>> BEGIN INPUT ROWS

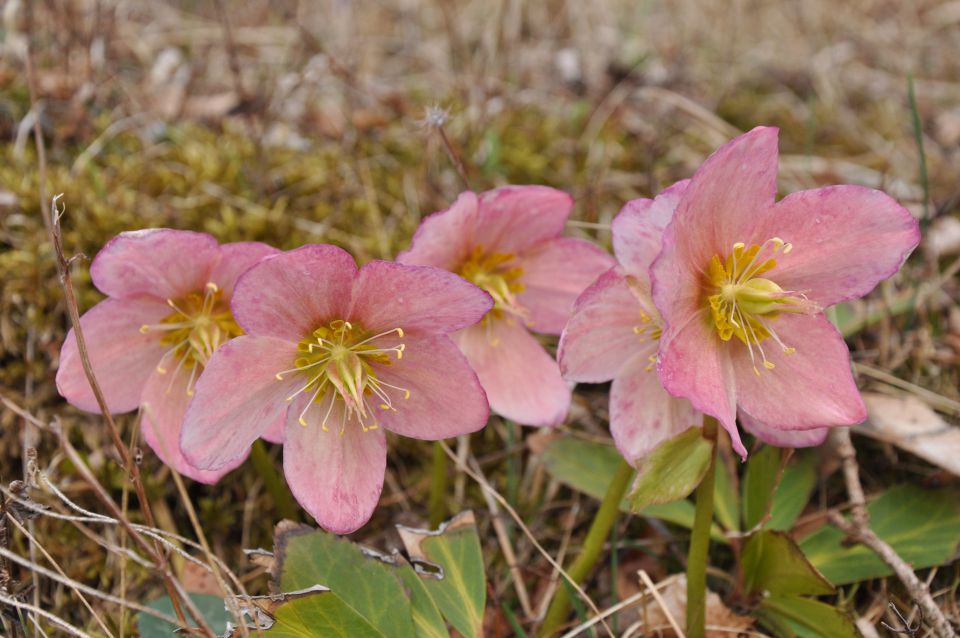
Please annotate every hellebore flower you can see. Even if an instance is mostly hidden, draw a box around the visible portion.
[57,228,282,483]
[558,181,702,465]
[180,245,493,534]
[397,186,614,426]
[651,128,920,457]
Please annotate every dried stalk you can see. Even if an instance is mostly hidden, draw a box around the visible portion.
[830,428,957,638]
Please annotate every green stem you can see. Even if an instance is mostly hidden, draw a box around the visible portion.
[540,459,633,636]
[250,439,300,521]
[687,416,717,638]
[430,441,448,529]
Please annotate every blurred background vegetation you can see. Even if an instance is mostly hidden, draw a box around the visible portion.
[0,0,960,635]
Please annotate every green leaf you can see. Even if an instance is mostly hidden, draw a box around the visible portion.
[391,511,487,638]
[274,526,416,638]
[628,427,714,512]
[766,450,817,532]
[800,485,960,585]
[264,591,384,638]
[713,459,740,532]
[137,594,234,638]
[743,445,780,530]
[399,562,450,638]
[758,596,860,638]
[743,530,834,596]
[543,437,726,542]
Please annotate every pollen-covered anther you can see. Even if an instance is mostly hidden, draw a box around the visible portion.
[275,319,410,435]
[707,237,820,376]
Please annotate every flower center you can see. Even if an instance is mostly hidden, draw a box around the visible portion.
[457,246,529,322]
[140,282,243,395]
[276,319,410,435]
[707,237,819,376]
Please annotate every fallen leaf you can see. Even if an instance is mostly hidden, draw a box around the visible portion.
[854,392,960,476]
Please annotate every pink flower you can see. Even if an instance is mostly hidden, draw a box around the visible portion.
[651,128,920,456]
[180,245,493,533]
[397,186,614,426]
[559,181,702,464]
[57,228,280,483]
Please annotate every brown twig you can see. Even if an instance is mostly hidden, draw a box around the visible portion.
[50,195,215,636]
[830,428,957,638]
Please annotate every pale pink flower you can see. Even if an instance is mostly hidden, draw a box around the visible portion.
[558,182,702,465]
[57,228,282,483]
[180,245,493,534]
[651,128,920,456]
[397,186,614,426]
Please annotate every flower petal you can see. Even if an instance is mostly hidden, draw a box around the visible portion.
[140,368,247,485]
[653,127,777,292]
[57,298,172,412]
[397,191,479,270]
[90,228,220,299]
[766,186,920,306]
[739,410,830,447]
[231,244,357,342]
[612,179,690,286]
[283,393,387,534]
[557,267,652,383]
[180,336,302,470]
[517,237,616,334]
[473,186,573,254]
[610,356,703,465]
[372,336,490,441]
[457,317,570,426]
[730,315,867,430]
[349,261,493,334]
[210,241,280,298]
[657,312,752,458]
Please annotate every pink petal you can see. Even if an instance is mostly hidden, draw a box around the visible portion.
[371,336,490,441]
[612,179,690,285]
[472,186,573,254]
[90,228,220,299]
[57,298,173,412]
[652,127,777,304]
[517,237,616,334]
[457,317,570,426]
[557,267,652,383]
[657,313,752,458]
[350,261,493,334]
[210,241,280,298]
[752,186,920,306]
[140,368,246,485]
[610,356,703,465]
[180,336,305,470]
[730,315,867,430]
[231,244,357,344]
[283,393,387,534]
[397,191,478,270]
[740,410,830,447]
[260,414,287,443]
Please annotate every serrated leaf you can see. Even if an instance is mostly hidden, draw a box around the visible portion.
[137,594,234,638]
[800,485,960,585]
[399,562,450,638]
[543,437,727,542]
[274,526,415,638]
[264,592,384,638]
[397,511,487,638]
[743,445,780,530]
[758,596,861,638]
[742,530,834,596]
[713,461,740,532]
[628,427,714,512]
[766,450,817,532]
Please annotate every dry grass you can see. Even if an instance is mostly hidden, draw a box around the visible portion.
[0,0,960,635]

>> END INPUT ROWS

## WHAT NEEDS TO BE DONE
Rewrite the records from the line containing "Please annotate every dry" through the end of the records as a two-column CSV with the columns input and output. Give one row per record, with its text in input and its answer in output, each in a single quoted field, and replace any line breaks with spaces.

## RESPONSE TO THE EXERCISE
input,output
"Please annotate every dry grass you can see. Even if an instance is mostly hidden, draw a box around the visible portion.","[0,0,960,635]"